• JOB
Reproduce every one of the records below word for word, leaving out the pictures.

• ENTRIES
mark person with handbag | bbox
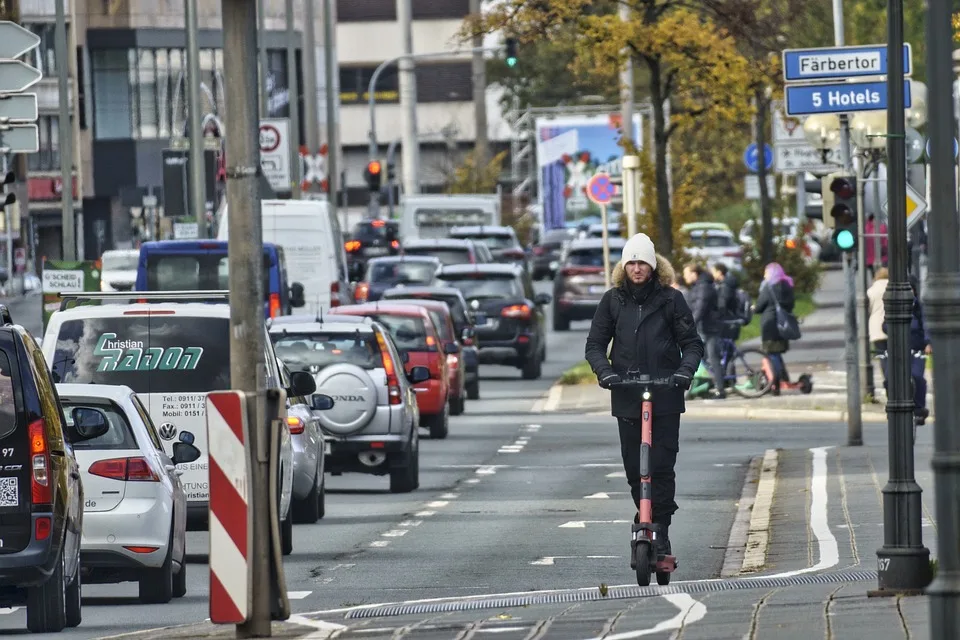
[753,262,800,396]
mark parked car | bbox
[280,364,326,524]
[437,264,552,380]
[450,226,527,268]
[531,229,575,280]
[57,384,200,604]
[354,256,442,302]
[43,292,315,554]
[270,314,422,493]
[382,287,486,400]
[403,238,494,265]
[553,238,626,331]
[0,306,108,633]
[330,302,452,440]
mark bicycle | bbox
[611,371,679,587]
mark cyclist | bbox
[585,233,703,555]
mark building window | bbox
[24,22,56,77]
[340,65,400,104]
[27,116,60,171]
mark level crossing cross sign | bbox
[587,173,617,206]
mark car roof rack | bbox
[57,290,230,311]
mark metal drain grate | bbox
[346,570,877,618]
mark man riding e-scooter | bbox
[586,233,704,555]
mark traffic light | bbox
[506,38,517,67]
[363,160,383,193]
[823,173,858,253]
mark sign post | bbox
[587,173,617,289]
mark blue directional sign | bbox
[743,142,773,173]
[784,80,911,116]
[783,44,913,82]
[926,138,960,160]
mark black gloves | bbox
[598,373,621,389]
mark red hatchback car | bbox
[329,302,459,439]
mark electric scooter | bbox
[611,372,679,587]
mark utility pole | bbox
[924,0,960,640]
[397,0,420,195]
[320,0,346,218]
[221,0,272,638]
[468,0,490,164]
[877,0,932,596]
[184,0,207,238]
[284,0,300,200]
[53,0,77,260]
[824,0,863,447]
[302,0,320,192]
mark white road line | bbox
[594,593,707,640]
[557,520,632,529]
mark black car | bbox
[0,307,109,633]
[437,264,552,380]
[450,226,527,267]
[381,287,484,400]
[344,220,400,280]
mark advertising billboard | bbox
[536,114,643,229]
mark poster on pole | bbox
[536,114,643,230]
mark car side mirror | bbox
[407,367,430,384]
[173,442,200,464]
[70,407,110,442]
[290,371,317,396]
[290,282,307,309]
[310,393,334,411]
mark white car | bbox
[43,291,316,554]
[57,384,200,604]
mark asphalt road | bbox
[0,292,764,638]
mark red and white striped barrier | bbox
[207,391,253,624]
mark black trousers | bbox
[617,413,680,526]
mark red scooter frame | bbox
[612,375,679,587]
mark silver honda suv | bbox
[268,315,430,493]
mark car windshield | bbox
[100,251,140,271]
[440,273,523,300]
[270,330,382,373]
[61,398,138,449]
[367,261,437,284]
[567,247,623,267]
[50,314,230,393]
[404,247,470,265]
[370,313,437,351]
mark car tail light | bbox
[500,304,530,320]
[353,282,370,302]
[89,457,160,482]
[287,416,306,435]
[27,418,53,505]
[270,293,280,318]
[330,280,340,307]
[374,331,403,404]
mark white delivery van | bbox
[217,200,351,315]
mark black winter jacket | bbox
[585,256,703,420]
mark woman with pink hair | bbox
[754,262,795,396]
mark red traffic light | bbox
[830,178,857,200]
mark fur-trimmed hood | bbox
[611,253,677,287]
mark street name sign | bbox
[783,44,913,82]
[784,80,911,116]
[0,93,37,122]
[0,60,43,93]
[0,124,40,153]
[0,20,40,58]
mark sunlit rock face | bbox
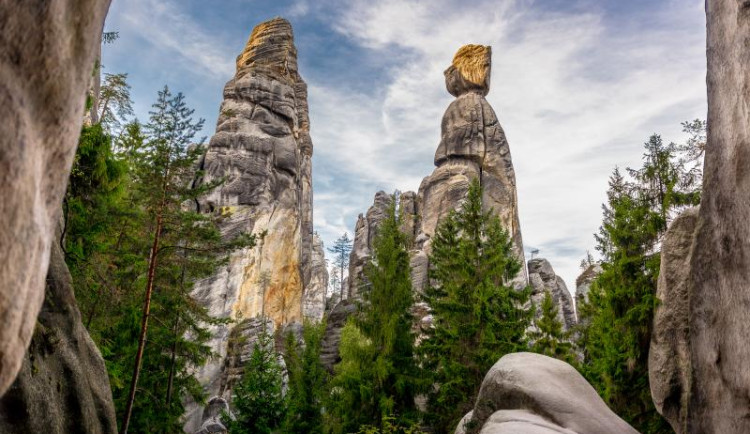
[186,18,328,432]
[349,45,528,297]
[455,353,638,434]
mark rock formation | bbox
[0,229,117,434]
[349,45,528,297]
[649,0,750,433]
[320,299,357,373]
[186,18,328,432]
[648,208,698,433]
[576,263,603,306]
[456,353,637,434]
[528,258,578,331]
[0,0,110,395]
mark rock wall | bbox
[185,18,328,432]
[0,0,110,395]
[349,45,528,297]
[456,353,637,434]
[528,258,578,331]
[0,229,117,434]
[649,0,750,433]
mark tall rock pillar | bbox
[186,18,328,432]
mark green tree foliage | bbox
[328,199,421,433]
[580,135,700,433]
[529,292,576,364]
[283,322,328,434]
[222,331,286,434]
[419,179,531,433]
[64,81,254,432]
[328,232,352,300]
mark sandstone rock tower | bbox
[186,18,328,432]
[349,45,528,297]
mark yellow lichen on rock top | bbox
[237,18,296,75]
[453,44,492,86]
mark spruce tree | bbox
[419,179,531,433]
[283,322,328,434]
[328,200,421,433]
[223,330,285,434]
[529,292,576,364]
[580,135,700,433]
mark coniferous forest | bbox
[0,0,750,434]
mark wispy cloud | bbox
[105,0,706,289]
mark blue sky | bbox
[103,0,706,291]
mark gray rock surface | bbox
[648,208,698,433]
[649,0,750,433]
[576,263,603,311]
[349,45,528,322]
[0,229,117,434]
[456,353,637,434]
[528,258,578,331]
[0,0,110,395]
[185,18,328,432]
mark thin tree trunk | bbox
[120,207,166,434]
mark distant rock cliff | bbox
[186,18,328,432]
[349,45,528,297]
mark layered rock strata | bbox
[349,45,528,297]
[0,0,110,395]
[649,0,750,433]
[0,229,117,434]
[455,353,638,434]
[186,18,328,432]
[528,258,578,331]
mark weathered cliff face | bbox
[0,229,117,434]
[528,258,578,331]
[456,353,637,434]
[0,0,110,395]
[186,18,328,432]
[349,45,528,297]
[649,0,750,433]
[576,263,604,311]
[648,208,698,433]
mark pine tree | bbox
[328,232,352,300]
[223,331,285,434]
[283,322,328,434]
[529,292,575,364]
[419,179,531,433]
[329,200,421,432]
[580,135,700,433]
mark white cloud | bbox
[311,0,705,290]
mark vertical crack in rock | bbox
[185,18,328,432]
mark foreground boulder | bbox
[456,353,637,434]
[0,232,117,434]
[0,0,110,396]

• SOLUTION TO THE EXERCISE
mark person with handbag | bbox
[753,262,800,396]
mark parked car | bbox
[280,364,326,524]
[437,264,552,380]
[450,226,527,268]
[531,229,575,280]
[57,384,200,604]
[354,256,442,302]
[43,292,315,554]
[270,314,422,493]
[382,287,486,400]
[403,238,494,265]
[553,238,626,331]
[0,306,108,633]
[330,302,452,440]
mark bicycle | bbox
[611,371,679,587]
mark cyclist | bbox
[585,233,703,555]
mark building window | bbox
[24,22,56,77]
[340,65,400,104]
[27,116,60,171]
mark level crossing cross sign | bbox
[587,173,617,206]
mark car roof rack | bbox
[57,290,230,311]
mark metal drain grate | bbox
[346,570,877,618]
mark man riding e-scooter | bbox
[586,233,704,555]
mark traffic light | bbox
[506,38,517,67]
[363,160,383,193]
[823,173,858,253]
mark sign post | bbox
[587,173,617,289]
mark blue directional sign | bbox
[743,142,773,173]
[784,80,911,116]
[783,44,913,82]
[926,138,960,160]
mark black gloves | bbox
[598,373,621,389]
mark red hatchback car | bbox
[329,302,459,439]
mark electric scooter | bbox
[611,372,679,587]
mark utility pole | bbox
[924,0,960,640]
[397,0,420,195]
[320,0,346,218]
[221,0,272,638]
[468,0,490,164]
[877,0,932,596]
[184,0,207,238]
[284,0,300,200]
[53,0,77,260]
[824,0,863,447]
[302,0,320,192]
mark white road line | bbox
[594,593,707,640]
[557,520,632,529]
mark black car | bbox
[0,307,109,633]
[437,264,552,380]
[450,226,527,267]
[381,287,484,400]
[344,220,400,280]
mark advertising billboard | bbox
[536,114,643,229]
mark poster on pole | bbox
[536,114,643,230]
mark car side mirror | bbox
[407,367,430,384]
[173,442,200,464]
[70,407,110,442]
[290,371,317,396]
[290,282,307,309]
[310,393,334,411]
mark white car | bbox
[43,291,316,554]
[57,384,200,604]
mark asphalt road | bbox
[0,292,764,638]
mark red and white striped barrier | bbox
[207,391,253,624]
mark black trousers | bbox
[617,413,680,526]
mark red scooter frame | bbox
[612,375,679,587]
mark silver honda suv | bbox
[268,315,430,493]
mark car windshield | bbox
[100,251,140,271]
[440,273,523,300]
[270,330,382,373]
[61,398,138,449]
[367,261,437,284]
[567,247,623,267]
[50,314,230,393]
[404,247,470,265]
[370,313,437,351]
mark car tail light | bbox
[500,304,530,320]
[353,282,370,302]
[89,457,160,482]
[287,416,306,435]
[27,418,53,505]
[270,293,280,318]
[330,280,340,307]
[374,331,403,404]
mark white delivery van | bbox
[217,200,351,315]
mark black winter jacket | bbox
[585,256,703,420]
mark woman with pink hair | bbox
[754,262,795,396]
mark red traffic light | bbox
[830,178,857,200]
mark fur-trimmed hood | bbox
[611,253,677,287]
mark street name sign | bbox
[783,44,913,82]
[784,80,911,116]
[0,93,37,122]
[0,60,43,93]
[0,124,40,153]
[0,20,40,58]
mark sunlit rock face | bbox
[186,18,328,432]
[349,45,528,297]
[455,353,638,434]
mark rock formation | bbox
[0,229,117,434]
[349,45,528,297]
[649,0,750,433]
[320,299,357,373]
[186,18,328,432]
[648,208,698,433]
[576,263,603,306]
[456,353,637,434]
[528,258,578,331]
[0,0,110,395]
mark rock wall | bbox
[185,18,328,432]
[0,0,110,395]
[349,45,528,297]
[456,353,637,434]
[528,258,578,331]
[0,229,117,434]
[649,0,750,433]
mark tall rock pillar | bbox
[186,18,328,432]
mark green tree foliage | bbox
[328,199,421,433]
[580,135,700,433]
[529,292,576,364]
[283,322,328,434]
[222,331,286,434]
[419,179,531,433]
[64,81,254,432]
[328,232,352,300]
mark sandstone rock tower | bbox
[186,18,328,432]
[349,45,528,297]
mark yellow lichen on rock top | bbox
[237,18,296,75]
[453,44,492,86]
mark spruce tree | bbox
[419,179,531,433]
[283,322,328,434]
[328,200,421,433]
[223,330,285,434]
[529,292,576,364]
[580,135,700,433]
mark coniferous forest | bbox
[0,0,750,434]
mark wispy cloud | bbox
[105,0,706,289]
mark blue sky | bbox
[103,0,706,291]
mark gray rock surface | bbox
[648,208,698,433]
[649,0,750,433]
[576,263,603,311]
[349,45,528,322]
[0,229,117,434]
[456,353,637,434]
[528,258,578,331]
[0,0,110,395]
[185,18,328,432]
mark thin tree trunk | bbox
[120,207,166,434]
mark distant rock cliff | bbox
[186,18,328,432]
[349,45,528,297]
mark layered rock strata | bbox
[349,45,528,297]
[0,0,110,395]
[649,0,750,433]
[0,229,117,434]
[455,353,638,434]
[186,18,328,432]
[528,258,578,331]
mark weathered cliff face | bbox
[0,229,117,434]
[528,258,578,331]
[456,353,637,434]
[0,0,110,395]
[186,18,328,432]
[349,45,528,297]
[649,0,750,433]
[576,263,604,311]
[648,208,698,433]
mark pine tree | bbox
[328,232,352,300]
[223,331,285,434]
[283,322,328,434]
[529,292,575,364]
[419,179,531,433]
[329,200,421,432]
[580,135,700,433]
mark white cloud | bbox
[311,0,705,290]
mark vertical crack in rock | bbox
[185,18,328,432]
mark foreground boulder | bbox
[456,353,637,434]
[0,232,117,434]
[0,0,110,396]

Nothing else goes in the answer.